◆ PAGE EXCERPT ◆

When letter carrier Gene Kahl noticed mail piled up at the home of an elderly couple along his Pensacola (Fla.) delivery route, he made chalk marks on their car tires, and after determining that it hadn't moved days later, called police, who discovered a husband, dehydrated and paralyzed with grief, sitting with his dead wife. Deeds like Kahl's are not unusual among letter carrier: Each year, dozens of U.S. Postal Service employees receive commendations for similar acts.
These days, the Postal Service itself is also in distress, expected to wrap up its fiscal year with a $7.1 billion deficit caused by a recession-led drop in mail volume and the burden of funding future retirees' health benefits. The fiscal crisis has some in the Postal Service and its unions suggesting that the agency is uniquely positioned to capitalize on some long-underleveraged assets: No other firm has the Postal Service's regular access to every U.S. residence, business, and post office box—some 150 million daily stops, except Sundays. UPS (UPS), for example, has 71,600 delivery vehicles in the U.S., while the Postal Service has more than 200,000, some of which travel to remote areas private transport companies won't. The service also employs a force of 268,000 carriers that could be deployed in new functions. Letter carriers' familiarity with customers and presence in every nook of the nation present entrepreneurial opportunities.
"We should experiment with utilizing our 'last mile' advantage in areas beyond traditional mail, whether that means conducting the Census or national polling, delivering medications, or helping law enforcement in any number of ways," Fred Rolando, the new president of the National Association of Letter Carriers, the union that represents 300,000 active and retired letter carriers, told a Senate panel on Aug. 6.

◆ SOURCE INFORMATION ◆
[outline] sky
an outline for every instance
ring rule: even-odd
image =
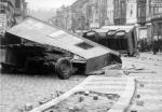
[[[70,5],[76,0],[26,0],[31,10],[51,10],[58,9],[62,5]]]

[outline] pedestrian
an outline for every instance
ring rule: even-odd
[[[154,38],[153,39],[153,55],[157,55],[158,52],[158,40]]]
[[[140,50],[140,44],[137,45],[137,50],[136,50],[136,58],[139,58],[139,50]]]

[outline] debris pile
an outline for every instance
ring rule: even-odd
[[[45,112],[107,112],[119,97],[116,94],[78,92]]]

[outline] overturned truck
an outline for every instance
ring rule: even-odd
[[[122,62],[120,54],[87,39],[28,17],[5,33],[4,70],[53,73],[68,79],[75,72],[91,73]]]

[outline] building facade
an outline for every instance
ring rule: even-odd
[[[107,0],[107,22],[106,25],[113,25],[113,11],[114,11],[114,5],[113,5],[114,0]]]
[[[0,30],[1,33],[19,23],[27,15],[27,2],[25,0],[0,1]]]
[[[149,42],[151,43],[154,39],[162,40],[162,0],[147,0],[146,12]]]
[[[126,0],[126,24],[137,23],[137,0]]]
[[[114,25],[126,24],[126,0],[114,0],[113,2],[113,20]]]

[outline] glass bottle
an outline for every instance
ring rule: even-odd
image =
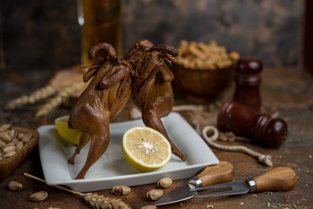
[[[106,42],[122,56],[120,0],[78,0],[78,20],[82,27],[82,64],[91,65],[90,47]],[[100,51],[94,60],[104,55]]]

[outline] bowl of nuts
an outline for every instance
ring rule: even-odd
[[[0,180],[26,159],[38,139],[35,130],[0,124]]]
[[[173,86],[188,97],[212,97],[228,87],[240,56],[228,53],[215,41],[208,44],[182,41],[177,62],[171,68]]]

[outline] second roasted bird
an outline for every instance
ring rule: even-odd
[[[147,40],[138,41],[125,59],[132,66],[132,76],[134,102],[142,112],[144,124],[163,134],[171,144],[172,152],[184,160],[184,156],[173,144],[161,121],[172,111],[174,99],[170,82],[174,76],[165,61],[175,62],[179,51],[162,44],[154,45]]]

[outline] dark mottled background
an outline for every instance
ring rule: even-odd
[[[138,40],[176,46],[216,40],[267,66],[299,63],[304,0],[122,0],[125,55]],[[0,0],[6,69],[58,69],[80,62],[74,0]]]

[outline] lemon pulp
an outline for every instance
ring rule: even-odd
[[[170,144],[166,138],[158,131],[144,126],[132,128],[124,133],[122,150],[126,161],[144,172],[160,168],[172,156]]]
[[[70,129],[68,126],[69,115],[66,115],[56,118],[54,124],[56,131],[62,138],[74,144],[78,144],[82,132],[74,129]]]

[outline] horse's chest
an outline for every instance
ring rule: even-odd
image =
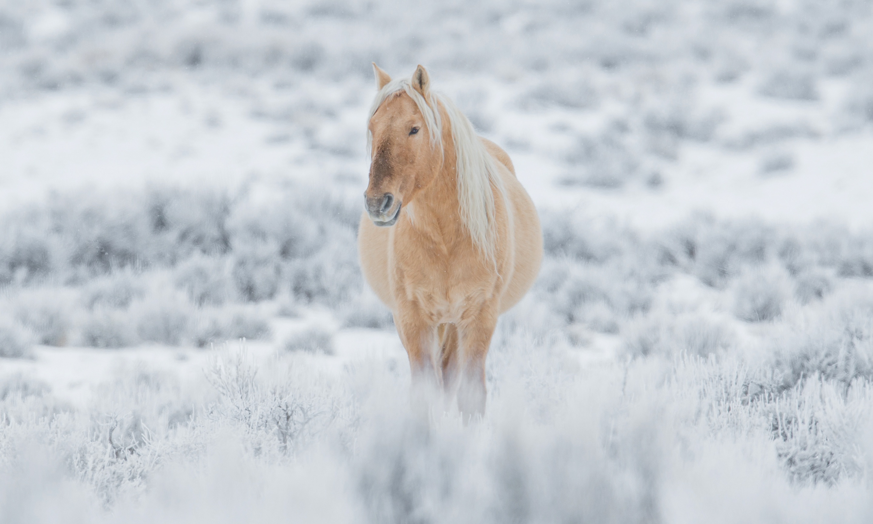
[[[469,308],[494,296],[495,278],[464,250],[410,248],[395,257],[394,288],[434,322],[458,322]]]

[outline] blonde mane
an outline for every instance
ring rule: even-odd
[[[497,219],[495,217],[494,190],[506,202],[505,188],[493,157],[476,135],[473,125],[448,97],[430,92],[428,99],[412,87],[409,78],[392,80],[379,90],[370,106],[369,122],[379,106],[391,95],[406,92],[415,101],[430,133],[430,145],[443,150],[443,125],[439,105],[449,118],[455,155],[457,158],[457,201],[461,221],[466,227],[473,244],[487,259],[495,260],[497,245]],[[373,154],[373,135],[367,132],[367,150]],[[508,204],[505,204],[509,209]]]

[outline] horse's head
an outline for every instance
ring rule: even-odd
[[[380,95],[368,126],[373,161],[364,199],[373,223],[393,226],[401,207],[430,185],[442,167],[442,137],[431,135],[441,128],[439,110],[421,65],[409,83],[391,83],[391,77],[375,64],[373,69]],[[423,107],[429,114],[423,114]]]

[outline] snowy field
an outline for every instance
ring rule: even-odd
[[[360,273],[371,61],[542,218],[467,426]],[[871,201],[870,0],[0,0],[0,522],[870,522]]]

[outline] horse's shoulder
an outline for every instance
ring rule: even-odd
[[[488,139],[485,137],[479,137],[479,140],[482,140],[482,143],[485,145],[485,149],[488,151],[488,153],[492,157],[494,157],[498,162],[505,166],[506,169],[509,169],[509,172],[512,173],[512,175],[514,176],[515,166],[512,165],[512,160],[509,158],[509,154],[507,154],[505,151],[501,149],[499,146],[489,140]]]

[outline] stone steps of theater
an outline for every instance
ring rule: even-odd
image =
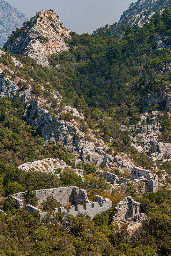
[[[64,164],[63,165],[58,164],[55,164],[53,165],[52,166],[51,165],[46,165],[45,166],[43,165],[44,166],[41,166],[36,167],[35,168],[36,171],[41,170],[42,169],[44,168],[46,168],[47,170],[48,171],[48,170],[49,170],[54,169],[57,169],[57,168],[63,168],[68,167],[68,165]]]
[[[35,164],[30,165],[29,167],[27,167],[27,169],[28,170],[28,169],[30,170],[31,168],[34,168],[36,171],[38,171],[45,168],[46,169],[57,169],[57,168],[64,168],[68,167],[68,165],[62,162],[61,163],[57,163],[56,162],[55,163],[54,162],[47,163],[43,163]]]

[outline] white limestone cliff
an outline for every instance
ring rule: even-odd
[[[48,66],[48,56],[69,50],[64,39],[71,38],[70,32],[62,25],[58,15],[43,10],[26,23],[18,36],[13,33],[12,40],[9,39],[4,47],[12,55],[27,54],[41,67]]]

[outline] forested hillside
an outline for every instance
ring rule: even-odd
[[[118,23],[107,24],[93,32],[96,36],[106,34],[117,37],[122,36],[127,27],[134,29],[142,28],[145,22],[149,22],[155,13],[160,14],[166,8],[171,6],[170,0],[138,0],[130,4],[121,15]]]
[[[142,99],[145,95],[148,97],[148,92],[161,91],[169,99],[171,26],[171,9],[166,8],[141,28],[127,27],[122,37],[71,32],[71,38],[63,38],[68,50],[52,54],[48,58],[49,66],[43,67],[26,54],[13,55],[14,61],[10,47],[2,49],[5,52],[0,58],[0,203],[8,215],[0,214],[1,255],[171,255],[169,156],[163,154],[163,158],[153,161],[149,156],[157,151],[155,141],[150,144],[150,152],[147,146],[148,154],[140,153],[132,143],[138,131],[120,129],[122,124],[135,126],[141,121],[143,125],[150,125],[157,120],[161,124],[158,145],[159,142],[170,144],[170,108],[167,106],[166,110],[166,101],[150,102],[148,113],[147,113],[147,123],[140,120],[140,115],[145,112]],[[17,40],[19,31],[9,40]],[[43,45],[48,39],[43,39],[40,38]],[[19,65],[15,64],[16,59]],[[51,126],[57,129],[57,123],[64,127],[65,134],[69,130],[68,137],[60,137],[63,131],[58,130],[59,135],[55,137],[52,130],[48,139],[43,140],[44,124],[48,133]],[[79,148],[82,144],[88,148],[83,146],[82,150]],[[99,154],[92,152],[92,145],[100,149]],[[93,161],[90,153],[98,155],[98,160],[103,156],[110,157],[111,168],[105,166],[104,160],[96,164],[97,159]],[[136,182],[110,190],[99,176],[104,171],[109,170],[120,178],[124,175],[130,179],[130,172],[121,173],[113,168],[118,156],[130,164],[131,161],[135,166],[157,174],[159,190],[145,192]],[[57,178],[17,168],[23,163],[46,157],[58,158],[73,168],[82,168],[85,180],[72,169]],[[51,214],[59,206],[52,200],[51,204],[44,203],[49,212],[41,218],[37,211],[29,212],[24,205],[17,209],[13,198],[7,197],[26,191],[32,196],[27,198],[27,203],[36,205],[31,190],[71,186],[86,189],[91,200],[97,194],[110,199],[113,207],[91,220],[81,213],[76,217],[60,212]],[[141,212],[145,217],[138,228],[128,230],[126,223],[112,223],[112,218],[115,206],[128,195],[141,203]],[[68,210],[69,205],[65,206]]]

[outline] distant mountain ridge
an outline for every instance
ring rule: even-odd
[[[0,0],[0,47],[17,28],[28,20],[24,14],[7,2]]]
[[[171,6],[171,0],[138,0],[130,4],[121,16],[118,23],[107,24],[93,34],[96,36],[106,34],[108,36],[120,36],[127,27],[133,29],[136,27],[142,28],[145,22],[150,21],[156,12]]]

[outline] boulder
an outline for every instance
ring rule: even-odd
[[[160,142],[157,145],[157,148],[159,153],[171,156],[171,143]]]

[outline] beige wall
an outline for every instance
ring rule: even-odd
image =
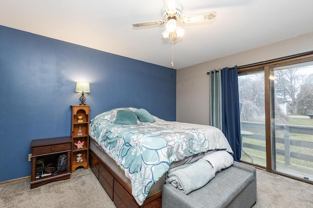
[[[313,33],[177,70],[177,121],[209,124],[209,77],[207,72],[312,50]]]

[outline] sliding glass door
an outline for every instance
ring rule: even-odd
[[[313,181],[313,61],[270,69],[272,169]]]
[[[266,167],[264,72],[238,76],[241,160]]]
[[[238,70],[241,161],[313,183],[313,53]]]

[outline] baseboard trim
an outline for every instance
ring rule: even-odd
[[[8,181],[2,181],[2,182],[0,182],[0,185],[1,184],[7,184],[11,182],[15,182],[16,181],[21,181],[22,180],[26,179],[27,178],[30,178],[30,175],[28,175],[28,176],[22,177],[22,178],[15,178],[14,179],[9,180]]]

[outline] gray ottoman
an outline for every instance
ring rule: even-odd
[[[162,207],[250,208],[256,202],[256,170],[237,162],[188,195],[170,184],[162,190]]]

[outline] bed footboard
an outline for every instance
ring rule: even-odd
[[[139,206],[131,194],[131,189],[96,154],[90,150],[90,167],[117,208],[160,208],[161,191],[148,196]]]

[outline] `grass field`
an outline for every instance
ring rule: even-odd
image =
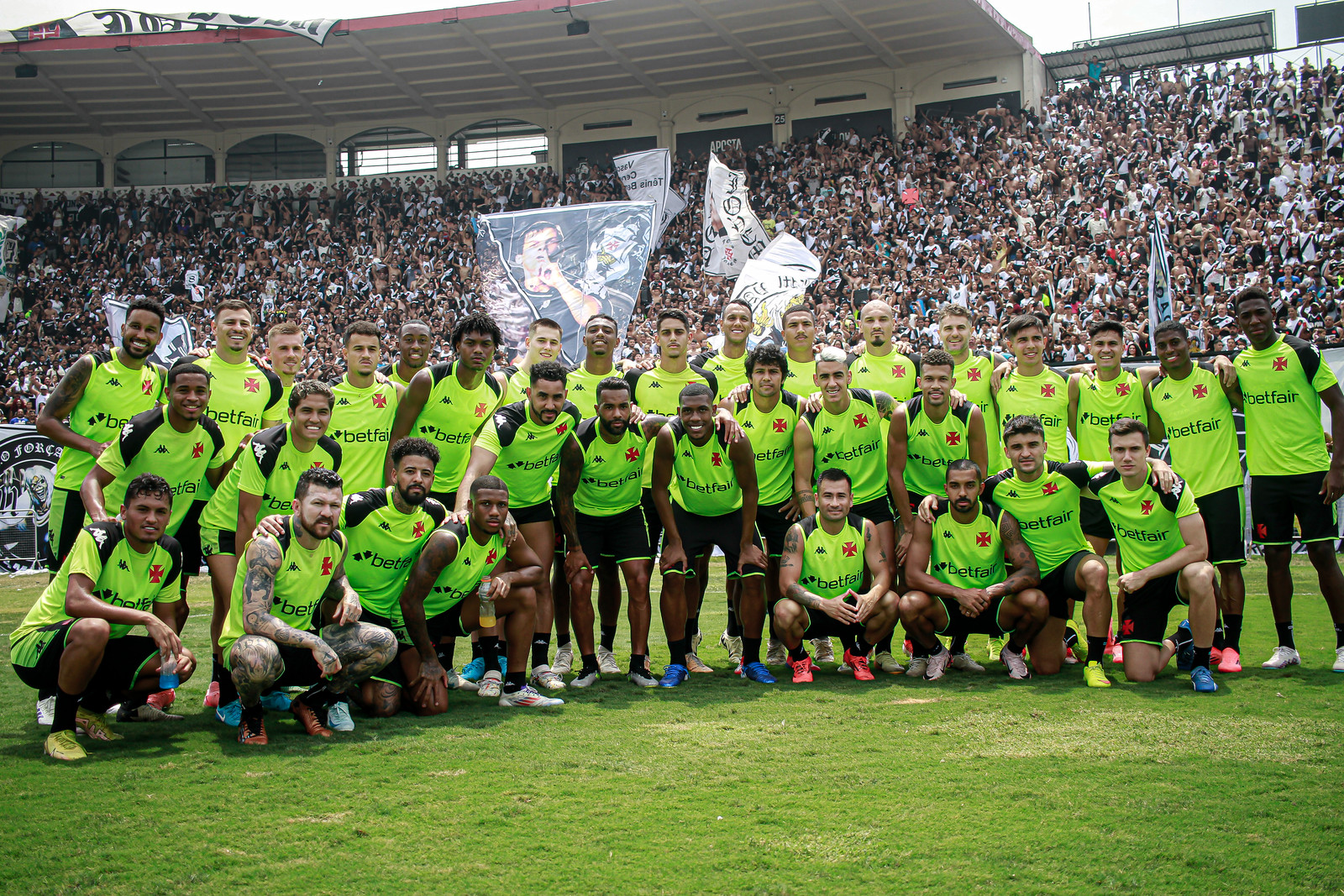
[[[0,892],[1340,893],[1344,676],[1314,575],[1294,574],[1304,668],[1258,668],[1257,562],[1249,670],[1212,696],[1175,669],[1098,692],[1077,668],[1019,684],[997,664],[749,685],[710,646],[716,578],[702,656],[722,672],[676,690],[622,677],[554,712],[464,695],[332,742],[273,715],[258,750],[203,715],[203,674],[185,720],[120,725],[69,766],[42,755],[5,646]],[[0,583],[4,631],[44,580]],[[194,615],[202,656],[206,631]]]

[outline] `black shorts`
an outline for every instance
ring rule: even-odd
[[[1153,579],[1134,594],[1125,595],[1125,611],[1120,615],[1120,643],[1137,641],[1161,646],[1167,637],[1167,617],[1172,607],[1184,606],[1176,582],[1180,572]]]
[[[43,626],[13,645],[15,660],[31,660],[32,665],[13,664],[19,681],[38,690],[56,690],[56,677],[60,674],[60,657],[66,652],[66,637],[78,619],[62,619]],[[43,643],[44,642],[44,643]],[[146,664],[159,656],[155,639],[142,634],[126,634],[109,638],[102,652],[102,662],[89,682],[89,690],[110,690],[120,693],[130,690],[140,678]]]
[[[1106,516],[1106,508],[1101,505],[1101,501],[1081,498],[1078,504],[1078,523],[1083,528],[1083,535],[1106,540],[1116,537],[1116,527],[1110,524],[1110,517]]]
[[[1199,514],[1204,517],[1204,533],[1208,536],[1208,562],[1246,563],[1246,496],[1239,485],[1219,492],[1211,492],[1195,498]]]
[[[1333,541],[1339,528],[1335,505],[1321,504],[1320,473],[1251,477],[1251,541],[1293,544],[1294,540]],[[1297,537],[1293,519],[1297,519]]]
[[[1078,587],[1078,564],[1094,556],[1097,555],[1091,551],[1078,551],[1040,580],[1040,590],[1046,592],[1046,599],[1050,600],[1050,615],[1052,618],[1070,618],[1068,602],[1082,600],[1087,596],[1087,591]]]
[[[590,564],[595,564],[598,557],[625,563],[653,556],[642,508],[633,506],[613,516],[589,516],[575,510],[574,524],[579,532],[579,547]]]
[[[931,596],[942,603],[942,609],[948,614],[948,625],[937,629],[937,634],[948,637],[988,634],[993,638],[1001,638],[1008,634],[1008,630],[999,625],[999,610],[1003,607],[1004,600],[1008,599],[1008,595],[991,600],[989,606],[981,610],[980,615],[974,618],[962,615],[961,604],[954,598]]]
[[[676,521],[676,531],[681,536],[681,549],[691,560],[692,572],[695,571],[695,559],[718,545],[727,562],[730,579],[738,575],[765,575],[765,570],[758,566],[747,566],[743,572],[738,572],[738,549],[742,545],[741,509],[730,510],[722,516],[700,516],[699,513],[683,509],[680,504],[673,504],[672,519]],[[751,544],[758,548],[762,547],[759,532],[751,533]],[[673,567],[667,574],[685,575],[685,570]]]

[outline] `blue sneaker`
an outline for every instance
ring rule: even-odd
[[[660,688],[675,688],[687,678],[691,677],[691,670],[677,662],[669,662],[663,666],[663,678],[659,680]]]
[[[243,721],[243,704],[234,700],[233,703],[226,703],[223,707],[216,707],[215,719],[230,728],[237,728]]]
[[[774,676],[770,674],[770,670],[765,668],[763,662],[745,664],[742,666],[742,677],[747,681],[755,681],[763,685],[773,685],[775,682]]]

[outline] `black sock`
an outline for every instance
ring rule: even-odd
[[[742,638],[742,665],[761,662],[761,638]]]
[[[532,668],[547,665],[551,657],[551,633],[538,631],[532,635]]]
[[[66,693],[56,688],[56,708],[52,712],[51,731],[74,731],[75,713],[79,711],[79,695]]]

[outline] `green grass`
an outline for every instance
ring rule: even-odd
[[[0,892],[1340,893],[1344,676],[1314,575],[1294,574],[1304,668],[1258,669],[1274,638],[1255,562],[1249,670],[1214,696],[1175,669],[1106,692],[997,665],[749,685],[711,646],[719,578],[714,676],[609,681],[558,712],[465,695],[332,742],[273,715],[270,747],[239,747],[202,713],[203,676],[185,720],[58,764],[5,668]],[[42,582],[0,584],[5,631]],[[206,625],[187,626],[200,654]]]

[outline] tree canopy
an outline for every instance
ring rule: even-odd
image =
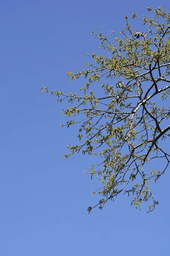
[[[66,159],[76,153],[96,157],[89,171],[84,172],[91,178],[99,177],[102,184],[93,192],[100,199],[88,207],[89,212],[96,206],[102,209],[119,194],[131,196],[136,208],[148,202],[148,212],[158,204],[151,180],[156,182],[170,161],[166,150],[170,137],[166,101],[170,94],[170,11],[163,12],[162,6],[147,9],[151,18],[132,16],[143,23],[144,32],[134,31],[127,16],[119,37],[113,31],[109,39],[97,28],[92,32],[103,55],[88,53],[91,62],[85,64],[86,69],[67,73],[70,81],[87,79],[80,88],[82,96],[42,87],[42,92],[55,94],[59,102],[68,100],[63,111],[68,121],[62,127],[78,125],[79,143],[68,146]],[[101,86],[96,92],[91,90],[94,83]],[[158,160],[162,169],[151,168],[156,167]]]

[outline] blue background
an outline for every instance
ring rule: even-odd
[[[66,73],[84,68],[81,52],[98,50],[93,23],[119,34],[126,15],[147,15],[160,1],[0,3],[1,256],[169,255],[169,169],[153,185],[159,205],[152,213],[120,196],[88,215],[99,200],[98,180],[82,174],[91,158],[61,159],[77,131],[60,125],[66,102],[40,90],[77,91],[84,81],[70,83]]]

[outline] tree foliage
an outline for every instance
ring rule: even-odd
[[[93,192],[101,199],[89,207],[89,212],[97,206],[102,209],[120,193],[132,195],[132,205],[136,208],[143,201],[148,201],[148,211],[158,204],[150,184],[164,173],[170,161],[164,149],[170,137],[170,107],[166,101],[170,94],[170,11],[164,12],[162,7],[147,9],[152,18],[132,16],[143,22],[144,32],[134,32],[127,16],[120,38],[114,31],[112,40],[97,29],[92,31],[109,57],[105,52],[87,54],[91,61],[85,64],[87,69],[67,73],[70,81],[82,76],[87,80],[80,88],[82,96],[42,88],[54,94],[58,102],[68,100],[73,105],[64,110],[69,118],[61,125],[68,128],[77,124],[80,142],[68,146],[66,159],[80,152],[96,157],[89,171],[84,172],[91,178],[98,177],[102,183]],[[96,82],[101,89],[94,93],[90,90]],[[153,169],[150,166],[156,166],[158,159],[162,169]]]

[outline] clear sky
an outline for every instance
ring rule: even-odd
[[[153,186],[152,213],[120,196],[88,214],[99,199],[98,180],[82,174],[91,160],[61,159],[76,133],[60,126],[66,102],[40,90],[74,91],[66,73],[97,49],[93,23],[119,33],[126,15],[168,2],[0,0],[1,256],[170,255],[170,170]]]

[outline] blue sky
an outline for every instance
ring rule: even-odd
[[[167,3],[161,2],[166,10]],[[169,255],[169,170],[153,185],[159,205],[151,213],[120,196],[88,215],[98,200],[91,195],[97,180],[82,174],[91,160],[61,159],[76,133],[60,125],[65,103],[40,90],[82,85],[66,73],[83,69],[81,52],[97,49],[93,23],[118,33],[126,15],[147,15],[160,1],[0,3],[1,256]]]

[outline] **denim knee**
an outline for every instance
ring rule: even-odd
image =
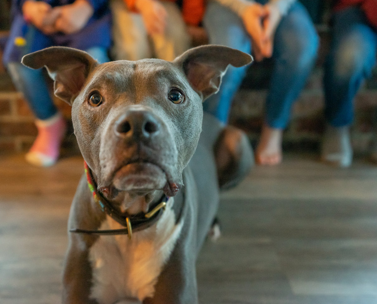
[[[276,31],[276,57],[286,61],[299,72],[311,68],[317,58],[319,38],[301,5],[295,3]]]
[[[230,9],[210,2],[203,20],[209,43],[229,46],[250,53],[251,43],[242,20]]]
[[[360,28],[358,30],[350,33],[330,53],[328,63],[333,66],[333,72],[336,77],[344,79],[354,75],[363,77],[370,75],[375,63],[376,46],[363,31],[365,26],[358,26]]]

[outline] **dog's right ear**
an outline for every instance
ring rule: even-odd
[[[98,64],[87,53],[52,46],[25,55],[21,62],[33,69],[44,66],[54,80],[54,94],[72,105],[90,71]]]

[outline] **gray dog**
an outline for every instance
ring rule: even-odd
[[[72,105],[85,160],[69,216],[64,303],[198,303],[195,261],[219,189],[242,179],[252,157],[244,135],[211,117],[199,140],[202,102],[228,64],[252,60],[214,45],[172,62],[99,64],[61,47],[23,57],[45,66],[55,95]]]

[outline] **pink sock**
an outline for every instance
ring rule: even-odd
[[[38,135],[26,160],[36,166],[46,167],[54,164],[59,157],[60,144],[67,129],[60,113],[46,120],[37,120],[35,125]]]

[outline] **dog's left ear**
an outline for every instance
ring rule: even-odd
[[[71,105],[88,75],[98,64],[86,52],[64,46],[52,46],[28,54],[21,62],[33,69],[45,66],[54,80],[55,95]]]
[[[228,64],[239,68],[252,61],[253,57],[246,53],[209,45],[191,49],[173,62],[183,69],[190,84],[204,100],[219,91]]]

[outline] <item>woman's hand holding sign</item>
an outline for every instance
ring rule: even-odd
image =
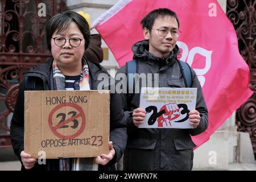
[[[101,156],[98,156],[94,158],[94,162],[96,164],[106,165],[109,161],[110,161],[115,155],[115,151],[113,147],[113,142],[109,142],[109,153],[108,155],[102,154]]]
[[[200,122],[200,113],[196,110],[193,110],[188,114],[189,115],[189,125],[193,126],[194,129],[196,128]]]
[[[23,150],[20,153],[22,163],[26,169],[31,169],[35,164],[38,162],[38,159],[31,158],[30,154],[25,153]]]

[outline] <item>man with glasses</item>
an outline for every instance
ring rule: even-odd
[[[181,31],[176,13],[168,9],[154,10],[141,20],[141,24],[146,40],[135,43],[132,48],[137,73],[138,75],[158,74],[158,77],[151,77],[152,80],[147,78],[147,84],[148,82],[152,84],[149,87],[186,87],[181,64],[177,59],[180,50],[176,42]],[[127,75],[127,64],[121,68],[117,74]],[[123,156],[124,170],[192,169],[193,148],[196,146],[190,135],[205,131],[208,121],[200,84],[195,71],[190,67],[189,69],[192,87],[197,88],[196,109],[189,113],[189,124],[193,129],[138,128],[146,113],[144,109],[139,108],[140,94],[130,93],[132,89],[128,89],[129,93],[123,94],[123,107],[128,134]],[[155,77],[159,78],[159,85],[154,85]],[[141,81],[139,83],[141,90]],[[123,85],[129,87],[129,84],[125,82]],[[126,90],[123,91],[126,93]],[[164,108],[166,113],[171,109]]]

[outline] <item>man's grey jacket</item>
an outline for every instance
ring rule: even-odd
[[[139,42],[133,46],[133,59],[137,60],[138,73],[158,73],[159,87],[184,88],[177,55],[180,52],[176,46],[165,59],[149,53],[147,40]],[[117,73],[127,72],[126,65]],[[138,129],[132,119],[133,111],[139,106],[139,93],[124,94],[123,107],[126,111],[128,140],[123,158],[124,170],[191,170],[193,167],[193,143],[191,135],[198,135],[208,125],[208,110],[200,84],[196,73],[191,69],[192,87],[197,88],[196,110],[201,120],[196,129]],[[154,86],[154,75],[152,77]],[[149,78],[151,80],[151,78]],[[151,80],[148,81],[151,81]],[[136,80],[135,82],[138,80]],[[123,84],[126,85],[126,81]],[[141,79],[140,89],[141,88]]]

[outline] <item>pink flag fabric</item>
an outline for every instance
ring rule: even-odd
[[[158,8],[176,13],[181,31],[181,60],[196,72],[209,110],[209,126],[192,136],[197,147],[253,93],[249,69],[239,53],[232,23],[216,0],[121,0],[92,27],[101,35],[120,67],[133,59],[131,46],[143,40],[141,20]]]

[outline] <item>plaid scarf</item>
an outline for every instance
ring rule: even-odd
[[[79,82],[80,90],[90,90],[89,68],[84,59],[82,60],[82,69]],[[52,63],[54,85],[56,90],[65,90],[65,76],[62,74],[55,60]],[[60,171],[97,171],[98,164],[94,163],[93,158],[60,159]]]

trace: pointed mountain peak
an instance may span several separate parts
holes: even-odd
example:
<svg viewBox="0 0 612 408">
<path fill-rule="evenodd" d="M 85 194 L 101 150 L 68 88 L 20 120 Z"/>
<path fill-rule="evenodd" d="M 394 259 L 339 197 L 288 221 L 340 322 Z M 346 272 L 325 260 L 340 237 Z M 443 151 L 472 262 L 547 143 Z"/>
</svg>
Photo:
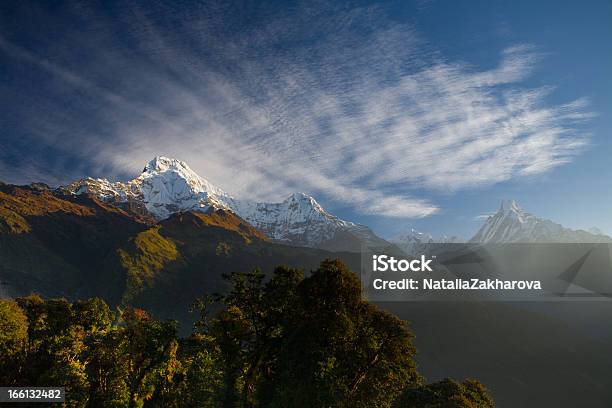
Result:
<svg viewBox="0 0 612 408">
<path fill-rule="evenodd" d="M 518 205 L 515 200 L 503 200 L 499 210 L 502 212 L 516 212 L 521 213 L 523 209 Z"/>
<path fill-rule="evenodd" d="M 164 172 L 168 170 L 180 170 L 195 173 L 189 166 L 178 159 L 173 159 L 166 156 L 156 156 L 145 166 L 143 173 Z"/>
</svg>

◆ USING THE INFORMATION ◆
1/ Answer each question from the Postal Service article above.
(a) What did Gene Kahl put on the elderly couple's car tires?
(b) How many delivery vehicles does UPS have in the U.S.?
(c) On what date did Fred Rolando speak to a Senate panel?
2/ According to the Postal Service article, why is the Postal Service expected to end its fiscal year with a deficit?

◆ RESPONSES BY TASK ◆
1/
(a) Chalk marks.
(b) 71,600.
(c) Aug. 6.

2/ The Postal Service is expected to end its fiscal year with a $7.1 billion deficit. The article attributes this deficit to a recession-led drop in mail volume and to the burden of funding future retirees' health benefits.